--- Exercise materials ---

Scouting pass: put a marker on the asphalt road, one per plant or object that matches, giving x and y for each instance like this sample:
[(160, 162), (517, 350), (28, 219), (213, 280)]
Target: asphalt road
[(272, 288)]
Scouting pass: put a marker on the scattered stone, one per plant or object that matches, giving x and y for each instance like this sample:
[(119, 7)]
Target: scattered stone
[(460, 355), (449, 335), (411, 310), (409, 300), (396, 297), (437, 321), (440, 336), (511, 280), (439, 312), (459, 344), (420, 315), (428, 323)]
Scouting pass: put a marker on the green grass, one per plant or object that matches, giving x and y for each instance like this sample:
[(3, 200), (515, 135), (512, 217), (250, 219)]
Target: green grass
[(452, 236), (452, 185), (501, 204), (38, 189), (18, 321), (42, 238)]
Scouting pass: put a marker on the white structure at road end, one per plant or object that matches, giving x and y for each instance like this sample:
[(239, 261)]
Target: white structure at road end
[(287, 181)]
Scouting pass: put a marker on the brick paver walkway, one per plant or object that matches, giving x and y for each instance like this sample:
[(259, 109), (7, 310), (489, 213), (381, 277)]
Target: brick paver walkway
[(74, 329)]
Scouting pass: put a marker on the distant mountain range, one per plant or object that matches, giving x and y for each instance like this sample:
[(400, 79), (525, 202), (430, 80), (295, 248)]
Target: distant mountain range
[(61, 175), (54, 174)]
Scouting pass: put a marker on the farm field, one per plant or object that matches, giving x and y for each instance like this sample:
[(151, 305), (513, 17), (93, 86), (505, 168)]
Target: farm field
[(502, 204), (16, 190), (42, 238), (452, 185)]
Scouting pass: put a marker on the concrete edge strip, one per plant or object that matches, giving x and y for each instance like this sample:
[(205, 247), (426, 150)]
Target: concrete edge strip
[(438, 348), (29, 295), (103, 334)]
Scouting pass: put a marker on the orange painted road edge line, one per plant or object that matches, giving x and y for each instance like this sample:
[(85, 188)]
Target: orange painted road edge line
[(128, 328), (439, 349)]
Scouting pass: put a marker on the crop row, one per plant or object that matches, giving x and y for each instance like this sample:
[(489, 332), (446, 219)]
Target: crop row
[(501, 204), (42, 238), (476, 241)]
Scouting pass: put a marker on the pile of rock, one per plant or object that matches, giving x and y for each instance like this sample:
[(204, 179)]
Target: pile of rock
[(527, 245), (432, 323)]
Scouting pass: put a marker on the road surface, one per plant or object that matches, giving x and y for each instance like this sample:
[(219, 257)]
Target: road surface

---

§ What the exercise asks
Quote the data above verbatim from its first line to the line that includes "[(400, 79), (525, 202), (430, 80), (295, 248)]", with both boundary lines retained.

§ Completed task
Scouting pass: put a marker on the asphalt road, one per plant or object that matches, giving x and y for each instance like this sample:
[(160, 162), (517, 350), (28, 219), (213, 280)]
Target: asphalt road
[(272, 288)]
Scouting pass: put a marker on the scattered stone, one per plant or object that matches, giving x and y for each instance like this sample:
[(119, 7)]
Target: scattered stone
[(460, 355), (449, 335), (411, 310), (409, 300), (396, 297), (437, 321), (440, 336), (511, 280), (439, 312), (459, 344), (420, 315), (428, 323)]
Scouting pass: put a marker on the green grass, one per plant or object that matches, giving x and y for each instance like this sample:
[(3, 200), (515, 135), (512, 217), (250, 219)]
Target: green grass
[(452, 236), (452, 185), (501, 204), (38, 189), (18, 321), (42, 238)]
Scouting pass: put a marker on the white structure at road end, one per plant or object that matches, giving x and y for each instance like this sample:
[(239, 261)]
Target: white structure at road end
[(287, 181)]
Scouting pass: put a marker on the brick paver walkway, one per plant or object that matches, giving x and y for each instance like this sample:
[(259, 109), (7, 310), (489, 213), (381, 277)]
Target: brick paver walkway
[(74, 329)]
Scouting pass: put a marker on the distant mountain range, one per plant or object that matches, giving x and y for each instance like this sample:
[(400, 79), (525, 202), (430, 80), (295, 248)]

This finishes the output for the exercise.